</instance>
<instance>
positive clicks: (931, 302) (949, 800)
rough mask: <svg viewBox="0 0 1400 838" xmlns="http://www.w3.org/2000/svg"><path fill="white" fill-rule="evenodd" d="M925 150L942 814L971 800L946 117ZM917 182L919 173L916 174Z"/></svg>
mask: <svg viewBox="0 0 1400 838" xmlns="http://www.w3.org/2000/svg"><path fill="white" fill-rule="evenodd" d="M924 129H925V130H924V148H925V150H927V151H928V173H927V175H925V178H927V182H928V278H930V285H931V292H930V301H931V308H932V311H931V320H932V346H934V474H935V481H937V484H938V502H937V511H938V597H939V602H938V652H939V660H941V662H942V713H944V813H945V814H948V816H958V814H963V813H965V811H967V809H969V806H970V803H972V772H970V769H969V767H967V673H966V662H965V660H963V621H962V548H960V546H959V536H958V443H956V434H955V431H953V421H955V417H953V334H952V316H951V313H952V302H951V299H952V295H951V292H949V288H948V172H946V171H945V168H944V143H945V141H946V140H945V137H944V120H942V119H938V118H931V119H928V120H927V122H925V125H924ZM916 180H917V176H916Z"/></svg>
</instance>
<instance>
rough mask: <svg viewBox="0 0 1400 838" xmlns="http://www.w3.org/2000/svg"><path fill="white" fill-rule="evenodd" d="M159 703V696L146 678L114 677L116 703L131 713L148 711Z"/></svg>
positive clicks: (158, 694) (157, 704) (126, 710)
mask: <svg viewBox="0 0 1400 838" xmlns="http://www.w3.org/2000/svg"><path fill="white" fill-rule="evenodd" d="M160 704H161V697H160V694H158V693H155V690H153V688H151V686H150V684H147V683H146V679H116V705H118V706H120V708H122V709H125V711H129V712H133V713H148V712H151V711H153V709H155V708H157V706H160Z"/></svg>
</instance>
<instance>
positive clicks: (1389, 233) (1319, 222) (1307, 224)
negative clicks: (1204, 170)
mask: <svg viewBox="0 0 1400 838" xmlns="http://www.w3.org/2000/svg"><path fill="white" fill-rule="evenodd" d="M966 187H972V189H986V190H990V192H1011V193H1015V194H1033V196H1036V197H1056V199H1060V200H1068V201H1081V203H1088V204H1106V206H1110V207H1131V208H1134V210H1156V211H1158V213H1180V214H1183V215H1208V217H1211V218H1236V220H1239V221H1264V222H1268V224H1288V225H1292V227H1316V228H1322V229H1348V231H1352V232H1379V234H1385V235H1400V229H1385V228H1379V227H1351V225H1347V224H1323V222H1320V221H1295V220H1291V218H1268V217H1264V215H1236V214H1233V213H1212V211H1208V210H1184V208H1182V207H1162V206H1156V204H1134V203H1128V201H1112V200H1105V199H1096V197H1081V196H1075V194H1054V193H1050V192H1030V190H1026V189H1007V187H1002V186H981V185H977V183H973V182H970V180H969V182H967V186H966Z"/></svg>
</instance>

## PROBLEM REQUIREMENTS:
Which lines in the material above contain the string "positive", matching case exactly? Copy each of those lines in full.

## SOLUTION:
positive clicks: (931, 302) (949, 800)
positive clicks: (158, 694) (157, 704) (126, 710)
positive clicks: (1389, 233) (1319, 222) (1307, 224)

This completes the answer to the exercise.